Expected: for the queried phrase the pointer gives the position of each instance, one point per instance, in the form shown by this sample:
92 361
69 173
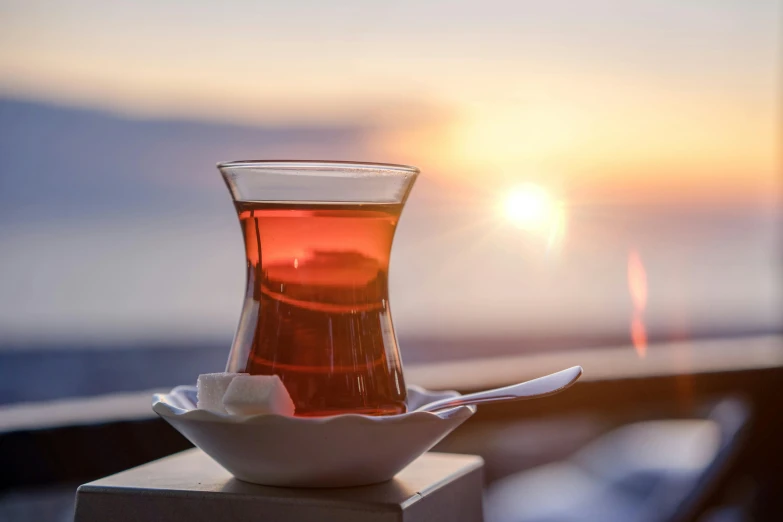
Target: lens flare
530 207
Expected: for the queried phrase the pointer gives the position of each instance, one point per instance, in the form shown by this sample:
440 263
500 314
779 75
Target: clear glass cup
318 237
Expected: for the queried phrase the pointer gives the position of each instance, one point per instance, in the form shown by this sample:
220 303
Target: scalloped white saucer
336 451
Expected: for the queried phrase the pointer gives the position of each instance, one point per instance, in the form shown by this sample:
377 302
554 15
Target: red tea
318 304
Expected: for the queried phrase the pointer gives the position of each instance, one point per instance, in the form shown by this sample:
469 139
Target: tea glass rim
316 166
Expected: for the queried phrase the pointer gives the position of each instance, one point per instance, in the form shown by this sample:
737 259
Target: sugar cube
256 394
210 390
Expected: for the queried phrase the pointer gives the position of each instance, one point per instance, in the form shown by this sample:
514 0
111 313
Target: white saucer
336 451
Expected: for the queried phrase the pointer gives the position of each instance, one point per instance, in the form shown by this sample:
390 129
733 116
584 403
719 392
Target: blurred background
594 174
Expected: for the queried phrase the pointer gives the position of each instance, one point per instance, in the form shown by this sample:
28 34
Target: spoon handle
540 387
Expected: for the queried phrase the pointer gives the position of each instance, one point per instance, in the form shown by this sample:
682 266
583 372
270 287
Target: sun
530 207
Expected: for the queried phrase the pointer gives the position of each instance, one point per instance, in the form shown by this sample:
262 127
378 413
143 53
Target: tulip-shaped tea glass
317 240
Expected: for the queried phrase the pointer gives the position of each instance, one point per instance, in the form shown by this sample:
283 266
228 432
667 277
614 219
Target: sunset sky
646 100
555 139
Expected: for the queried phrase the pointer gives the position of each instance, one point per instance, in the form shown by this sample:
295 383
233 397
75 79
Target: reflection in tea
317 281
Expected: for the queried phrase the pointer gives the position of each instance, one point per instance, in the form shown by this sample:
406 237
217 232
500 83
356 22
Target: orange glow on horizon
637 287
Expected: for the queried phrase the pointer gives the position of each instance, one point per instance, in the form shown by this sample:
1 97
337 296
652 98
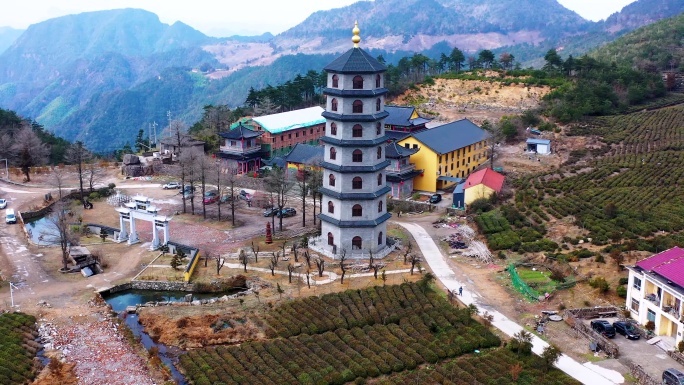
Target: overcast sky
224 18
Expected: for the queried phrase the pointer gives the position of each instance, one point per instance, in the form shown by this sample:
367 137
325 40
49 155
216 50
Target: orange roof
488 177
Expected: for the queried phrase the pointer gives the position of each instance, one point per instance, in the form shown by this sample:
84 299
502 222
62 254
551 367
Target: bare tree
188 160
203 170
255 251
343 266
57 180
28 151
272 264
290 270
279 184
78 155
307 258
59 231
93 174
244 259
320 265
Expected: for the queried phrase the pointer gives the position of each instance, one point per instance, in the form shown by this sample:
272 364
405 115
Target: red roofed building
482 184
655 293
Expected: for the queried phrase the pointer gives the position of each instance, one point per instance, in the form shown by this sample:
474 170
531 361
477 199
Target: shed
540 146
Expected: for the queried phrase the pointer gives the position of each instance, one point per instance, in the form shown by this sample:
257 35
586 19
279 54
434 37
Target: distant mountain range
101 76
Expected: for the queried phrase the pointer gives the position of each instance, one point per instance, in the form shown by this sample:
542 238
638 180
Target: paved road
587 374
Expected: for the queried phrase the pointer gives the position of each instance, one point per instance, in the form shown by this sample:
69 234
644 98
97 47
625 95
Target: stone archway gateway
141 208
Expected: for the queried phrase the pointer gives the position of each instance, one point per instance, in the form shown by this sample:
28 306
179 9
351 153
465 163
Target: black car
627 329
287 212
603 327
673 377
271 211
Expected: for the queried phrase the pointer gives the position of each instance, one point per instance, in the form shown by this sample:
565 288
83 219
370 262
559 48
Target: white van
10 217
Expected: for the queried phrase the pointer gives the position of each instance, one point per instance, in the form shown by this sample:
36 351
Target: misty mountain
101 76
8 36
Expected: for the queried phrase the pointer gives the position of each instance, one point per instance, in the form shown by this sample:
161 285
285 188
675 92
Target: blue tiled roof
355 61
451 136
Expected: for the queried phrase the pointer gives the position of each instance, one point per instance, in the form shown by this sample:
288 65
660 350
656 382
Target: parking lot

━━━━━━━━━━━━━━━━

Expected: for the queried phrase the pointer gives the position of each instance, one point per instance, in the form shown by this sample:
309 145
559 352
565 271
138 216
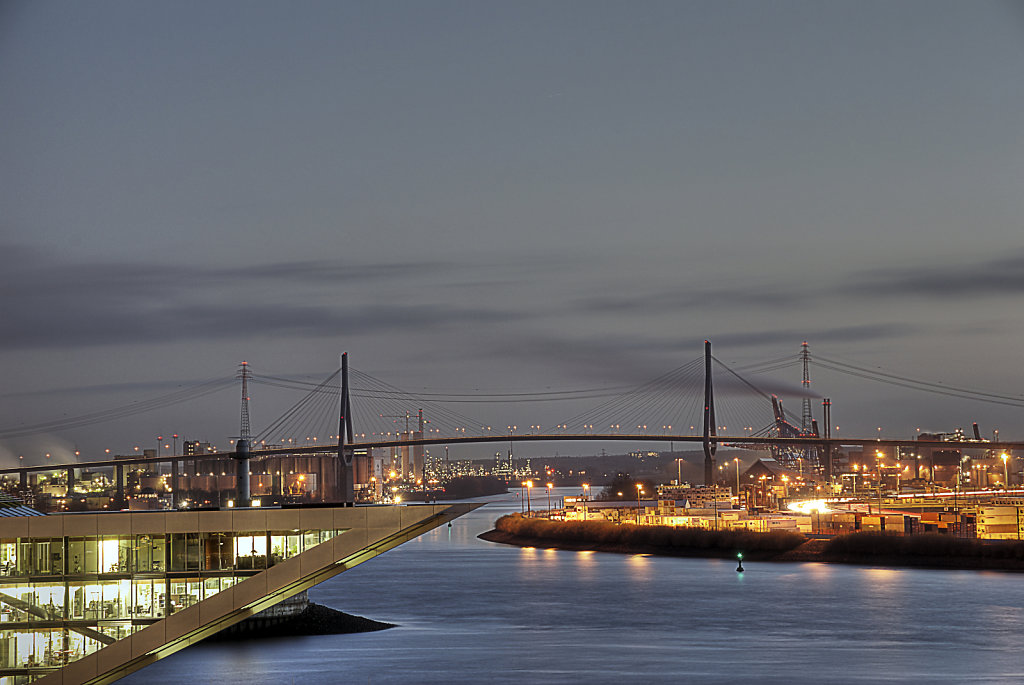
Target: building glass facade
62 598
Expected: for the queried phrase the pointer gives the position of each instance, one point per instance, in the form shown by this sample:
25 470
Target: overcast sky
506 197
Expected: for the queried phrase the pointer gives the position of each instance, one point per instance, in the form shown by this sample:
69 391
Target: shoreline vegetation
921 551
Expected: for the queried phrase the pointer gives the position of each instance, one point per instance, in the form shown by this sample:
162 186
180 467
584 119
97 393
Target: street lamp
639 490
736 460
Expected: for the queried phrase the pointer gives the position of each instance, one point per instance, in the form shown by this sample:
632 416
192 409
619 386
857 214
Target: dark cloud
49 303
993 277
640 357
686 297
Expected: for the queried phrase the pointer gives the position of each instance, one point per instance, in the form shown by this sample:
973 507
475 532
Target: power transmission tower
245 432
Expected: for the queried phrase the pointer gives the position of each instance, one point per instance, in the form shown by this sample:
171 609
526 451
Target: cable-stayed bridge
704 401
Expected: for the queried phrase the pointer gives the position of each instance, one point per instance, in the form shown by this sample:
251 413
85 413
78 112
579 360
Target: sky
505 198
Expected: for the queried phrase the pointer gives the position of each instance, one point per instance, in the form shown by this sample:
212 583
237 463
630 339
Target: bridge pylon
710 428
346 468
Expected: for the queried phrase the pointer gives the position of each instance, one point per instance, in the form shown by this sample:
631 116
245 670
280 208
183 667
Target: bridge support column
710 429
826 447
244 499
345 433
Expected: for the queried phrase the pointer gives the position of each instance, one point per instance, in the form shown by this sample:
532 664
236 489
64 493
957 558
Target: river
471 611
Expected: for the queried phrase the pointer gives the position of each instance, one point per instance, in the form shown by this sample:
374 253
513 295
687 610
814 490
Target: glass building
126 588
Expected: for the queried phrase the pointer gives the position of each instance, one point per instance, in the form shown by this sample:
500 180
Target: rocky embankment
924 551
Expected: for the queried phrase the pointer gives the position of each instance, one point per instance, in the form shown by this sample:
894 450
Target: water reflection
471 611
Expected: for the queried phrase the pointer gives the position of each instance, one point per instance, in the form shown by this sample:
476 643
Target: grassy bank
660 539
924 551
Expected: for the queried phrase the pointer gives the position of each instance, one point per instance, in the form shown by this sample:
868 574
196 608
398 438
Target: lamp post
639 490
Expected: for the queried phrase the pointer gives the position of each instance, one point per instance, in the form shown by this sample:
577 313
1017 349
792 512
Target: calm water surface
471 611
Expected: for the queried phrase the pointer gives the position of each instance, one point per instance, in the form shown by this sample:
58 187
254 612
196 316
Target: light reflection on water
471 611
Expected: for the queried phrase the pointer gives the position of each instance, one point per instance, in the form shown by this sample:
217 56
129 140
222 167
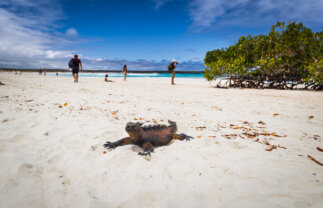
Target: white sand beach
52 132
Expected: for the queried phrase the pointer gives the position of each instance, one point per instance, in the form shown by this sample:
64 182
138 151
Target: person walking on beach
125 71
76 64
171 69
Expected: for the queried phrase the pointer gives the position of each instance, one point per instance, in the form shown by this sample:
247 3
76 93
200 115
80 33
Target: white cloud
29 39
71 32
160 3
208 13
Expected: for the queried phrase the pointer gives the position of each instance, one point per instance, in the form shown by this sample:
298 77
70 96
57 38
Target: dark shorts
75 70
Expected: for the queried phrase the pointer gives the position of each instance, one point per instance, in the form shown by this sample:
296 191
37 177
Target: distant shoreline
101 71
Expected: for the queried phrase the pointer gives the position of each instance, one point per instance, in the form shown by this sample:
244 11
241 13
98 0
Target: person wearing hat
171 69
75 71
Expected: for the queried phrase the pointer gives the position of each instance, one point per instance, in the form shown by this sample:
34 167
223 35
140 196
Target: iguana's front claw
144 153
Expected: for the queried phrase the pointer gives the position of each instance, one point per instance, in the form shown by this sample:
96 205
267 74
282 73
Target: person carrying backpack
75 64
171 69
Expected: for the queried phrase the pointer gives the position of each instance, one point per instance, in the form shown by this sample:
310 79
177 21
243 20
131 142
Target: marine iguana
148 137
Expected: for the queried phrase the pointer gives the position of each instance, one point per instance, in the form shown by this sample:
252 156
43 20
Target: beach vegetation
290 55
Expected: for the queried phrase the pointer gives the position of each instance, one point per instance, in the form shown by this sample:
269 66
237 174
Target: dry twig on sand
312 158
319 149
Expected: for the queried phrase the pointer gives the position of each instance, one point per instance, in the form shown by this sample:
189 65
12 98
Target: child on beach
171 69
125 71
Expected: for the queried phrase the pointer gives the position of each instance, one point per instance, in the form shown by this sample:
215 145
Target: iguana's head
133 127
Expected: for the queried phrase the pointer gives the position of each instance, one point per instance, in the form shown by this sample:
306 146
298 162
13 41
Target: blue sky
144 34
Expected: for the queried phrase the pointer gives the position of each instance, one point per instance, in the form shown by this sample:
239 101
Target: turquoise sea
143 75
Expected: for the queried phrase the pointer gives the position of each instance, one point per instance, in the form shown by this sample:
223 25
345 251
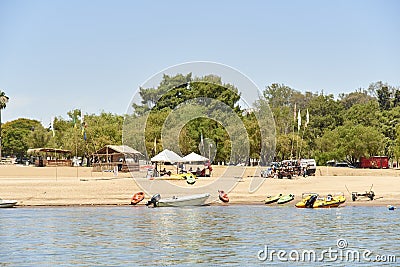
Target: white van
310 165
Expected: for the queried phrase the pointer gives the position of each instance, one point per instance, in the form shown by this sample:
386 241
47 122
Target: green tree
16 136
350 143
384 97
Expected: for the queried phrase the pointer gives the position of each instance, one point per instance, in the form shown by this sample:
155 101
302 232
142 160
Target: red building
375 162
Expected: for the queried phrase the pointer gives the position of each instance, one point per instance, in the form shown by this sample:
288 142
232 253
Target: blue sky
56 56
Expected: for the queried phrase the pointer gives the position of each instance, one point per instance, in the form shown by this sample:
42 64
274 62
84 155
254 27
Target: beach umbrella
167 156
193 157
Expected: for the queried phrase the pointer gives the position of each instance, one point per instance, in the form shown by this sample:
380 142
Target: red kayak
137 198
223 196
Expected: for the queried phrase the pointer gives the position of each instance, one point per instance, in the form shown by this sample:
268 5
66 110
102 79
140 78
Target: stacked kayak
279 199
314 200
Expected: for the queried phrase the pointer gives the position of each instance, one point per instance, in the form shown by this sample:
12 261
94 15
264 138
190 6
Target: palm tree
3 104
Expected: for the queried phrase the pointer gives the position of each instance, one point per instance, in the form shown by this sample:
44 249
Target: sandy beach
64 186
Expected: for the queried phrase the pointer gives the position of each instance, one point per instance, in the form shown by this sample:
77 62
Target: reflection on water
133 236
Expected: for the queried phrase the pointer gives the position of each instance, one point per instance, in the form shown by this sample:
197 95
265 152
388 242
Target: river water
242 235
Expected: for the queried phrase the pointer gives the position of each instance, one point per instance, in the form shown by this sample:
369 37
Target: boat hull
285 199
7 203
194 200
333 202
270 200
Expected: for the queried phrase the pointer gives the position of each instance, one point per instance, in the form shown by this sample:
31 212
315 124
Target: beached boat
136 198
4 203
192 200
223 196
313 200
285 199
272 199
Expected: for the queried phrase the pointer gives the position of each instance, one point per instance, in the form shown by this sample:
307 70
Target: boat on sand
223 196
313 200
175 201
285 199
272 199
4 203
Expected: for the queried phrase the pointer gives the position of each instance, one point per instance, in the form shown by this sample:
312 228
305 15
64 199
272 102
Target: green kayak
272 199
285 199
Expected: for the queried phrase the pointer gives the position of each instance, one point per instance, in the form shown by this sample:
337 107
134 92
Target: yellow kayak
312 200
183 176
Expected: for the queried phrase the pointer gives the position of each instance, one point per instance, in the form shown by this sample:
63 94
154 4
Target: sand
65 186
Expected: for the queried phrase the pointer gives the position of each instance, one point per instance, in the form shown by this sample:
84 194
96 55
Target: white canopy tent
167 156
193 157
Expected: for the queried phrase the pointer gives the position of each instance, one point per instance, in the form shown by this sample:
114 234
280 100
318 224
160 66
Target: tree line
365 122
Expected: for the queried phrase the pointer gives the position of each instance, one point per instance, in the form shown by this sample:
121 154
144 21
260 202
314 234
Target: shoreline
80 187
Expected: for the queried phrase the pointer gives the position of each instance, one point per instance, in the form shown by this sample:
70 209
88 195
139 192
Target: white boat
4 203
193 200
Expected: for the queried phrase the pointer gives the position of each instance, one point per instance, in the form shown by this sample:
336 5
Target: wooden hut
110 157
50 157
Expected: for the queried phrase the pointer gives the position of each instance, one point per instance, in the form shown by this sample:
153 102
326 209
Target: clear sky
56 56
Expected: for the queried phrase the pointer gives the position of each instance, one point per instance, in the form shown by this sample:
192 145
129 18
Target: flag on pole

━━━━━━━━━━━━━━━━

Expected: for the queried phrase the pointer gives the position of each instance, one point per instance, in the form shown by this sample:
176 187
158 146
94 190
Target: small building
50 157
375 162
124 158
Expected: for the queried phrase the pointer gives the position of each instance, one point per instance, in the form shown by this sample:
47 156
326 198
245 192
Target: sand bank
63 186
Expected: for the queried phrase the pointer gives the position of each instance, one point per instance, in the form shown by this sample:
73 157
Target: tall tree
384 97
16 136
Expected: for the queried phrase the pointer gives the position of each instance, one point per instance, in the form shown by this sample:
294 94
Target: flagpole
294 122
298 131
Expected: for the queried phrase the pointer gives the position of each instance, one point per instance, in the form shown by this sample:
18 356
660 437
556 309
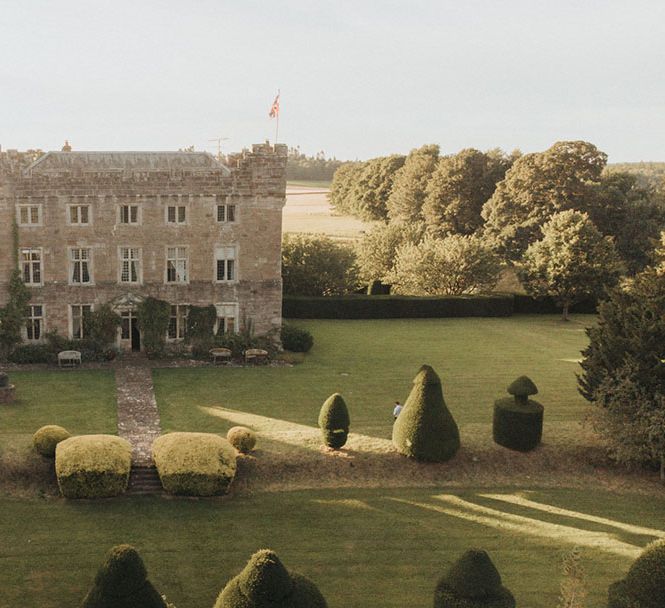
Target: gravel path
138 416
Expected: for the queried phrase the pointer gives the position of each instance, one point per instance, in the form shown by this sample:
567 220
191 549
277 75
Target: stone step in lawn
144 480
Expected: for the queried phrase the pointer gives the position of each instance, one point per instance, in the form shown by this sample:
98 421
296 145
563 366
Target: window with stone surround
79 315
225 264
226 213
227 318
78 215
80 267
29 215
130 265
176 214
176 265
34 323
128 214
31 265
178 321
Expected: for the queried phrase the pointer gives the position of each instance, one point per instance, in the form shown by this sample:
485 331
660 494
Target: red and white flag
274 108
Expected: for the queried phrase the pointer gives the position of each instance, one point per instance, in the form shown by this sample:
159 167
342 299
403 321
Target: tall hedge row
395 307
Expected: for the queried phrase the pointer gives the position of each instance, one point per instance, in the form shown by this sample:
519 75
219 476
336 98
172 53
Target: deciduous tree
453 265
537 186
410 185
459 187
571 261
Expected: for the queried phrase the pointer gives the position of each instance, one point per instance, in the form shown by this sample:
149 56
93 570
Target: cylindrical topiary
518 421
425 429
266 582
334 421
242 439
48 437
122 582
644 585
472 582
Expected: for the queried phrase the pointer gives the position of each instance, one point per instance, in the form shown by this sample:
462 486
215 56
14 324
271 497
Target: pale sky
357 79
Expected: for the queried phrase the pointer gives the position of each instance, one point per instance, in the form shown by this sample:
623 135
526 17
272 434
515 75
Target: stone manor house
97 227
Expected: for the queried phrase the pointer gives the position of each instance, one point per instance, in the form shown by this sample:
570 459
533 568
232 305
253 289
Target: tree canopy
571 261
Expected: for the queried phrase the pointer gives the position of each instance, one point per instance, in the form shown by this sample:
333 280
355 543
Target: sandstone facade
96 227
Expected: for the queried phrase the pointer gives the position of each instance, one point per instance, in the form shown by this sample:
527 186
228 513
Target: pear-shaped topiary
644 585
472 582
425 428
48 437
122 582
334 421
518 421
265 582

━━━━━━━━━━━━━━━━

• _CHALLENGE_:
Please gather every line of the listing above that contains the word "cloud", and copy each one in full.

• _THE RESPONSE_:
Target: dark cloud
Target: white cloud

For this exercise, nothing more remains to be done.